### MATERIAL PROVIDED
╔══

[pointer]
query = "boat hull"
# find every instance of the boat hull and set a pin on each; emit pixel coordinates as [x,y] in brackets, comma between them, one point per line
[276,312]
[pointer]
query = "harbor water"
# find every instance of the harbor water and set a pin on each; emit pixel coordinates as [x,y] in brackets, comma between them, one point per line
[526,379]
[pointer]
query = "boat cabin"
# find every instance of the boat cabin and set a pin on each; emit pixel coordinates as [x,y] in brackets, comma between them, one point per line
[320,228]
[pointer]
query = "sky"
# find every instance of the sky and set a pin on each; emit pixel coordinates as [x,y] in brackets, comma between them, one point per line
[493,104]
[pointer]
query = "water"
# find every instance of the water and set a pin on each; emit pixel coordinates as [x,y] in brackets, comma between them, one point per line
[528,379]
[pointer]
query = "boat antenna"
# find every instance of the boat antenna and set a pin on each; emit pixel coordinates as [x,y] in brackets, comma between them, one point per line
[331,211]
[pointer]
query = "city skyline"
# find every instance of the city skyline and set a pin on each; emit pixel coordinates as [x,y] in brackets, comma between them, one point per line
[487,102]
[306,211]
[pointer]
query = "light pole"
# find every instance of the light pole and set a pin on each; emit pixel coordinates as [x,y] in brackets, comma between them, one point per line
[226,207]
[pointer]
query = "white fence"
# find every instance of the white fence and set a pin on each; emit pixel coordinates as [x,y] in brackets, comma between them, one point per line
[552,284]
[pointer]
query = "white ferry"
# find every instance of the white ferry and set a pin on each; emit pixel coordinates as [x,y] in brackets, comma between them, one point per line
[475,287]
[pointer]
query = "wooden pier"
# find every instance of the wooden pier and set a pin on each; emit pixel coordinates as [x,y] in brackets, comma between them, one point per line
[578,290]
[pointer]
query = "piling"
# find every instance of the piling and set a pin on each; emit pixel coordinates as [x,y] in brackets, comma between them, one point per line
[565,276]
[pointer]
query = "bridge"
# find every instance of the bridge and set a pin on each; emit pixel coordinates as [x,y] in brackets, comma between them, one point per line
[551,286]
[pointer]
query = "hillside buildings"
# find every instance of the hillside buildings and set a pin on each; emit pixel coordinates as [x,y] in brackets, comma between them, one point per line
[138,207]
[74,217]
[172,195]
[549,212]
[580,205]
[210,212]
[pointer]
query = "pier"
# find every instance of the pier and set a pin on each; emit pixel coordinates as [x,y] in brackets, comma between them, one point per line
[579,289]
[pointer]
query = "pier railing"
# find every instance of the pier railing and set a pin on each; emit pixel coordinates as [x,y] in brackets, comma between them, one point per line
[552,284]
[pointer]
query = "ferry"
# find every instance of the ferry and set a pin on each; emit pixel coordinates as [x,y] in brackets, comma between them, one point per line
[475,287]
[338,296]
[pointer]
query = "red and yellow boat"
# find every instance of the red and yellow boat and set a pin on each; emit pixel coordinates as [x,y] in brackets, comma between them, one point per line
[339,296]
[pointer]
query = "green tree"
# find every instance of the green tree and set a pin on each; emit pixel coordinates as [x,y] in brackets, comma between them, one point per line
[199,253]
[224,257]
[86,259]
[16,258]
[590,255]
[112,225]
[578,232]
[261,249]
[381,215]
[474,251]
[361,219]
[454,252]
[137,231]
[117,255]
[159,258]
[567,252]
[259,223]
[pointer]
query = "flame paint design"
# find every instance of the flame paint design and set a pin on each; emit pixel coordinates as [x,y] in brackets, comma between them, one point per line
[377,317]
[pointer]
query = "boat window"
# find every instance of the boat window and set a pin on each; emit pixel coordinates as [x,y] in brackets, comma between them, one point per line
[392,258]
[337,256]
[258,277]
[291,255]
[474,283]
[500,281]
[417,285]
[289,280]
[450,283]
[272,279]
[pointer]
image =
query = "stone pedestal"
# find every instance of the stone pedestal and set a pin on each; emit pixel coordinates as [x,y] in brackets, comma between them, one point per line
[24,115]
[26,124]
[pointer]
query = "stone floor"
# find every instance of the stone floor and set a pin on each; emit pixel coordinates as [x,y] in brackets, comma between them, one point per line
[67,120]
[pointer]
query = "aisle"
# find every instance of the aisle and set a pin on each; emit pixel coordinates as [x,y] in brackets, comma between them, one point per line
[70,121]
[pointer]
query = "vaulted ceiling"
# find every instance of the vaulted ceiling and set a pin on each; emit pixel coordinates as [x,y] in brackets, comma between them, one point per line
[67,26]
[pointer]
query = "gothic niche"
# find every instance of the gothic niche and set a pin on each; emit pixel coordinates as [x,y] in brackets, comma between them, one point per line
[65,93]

╚══

### SET TASK
Pick out every line of the items above that contains the word "hull", and copy each one in full. Case counts.

### EXERCISE RESULT
query = "boat hull"
# find every instance of the boat hull and set a pin on each; emit pixel coordinates as [x,y] in brackets, comma between them, one point per line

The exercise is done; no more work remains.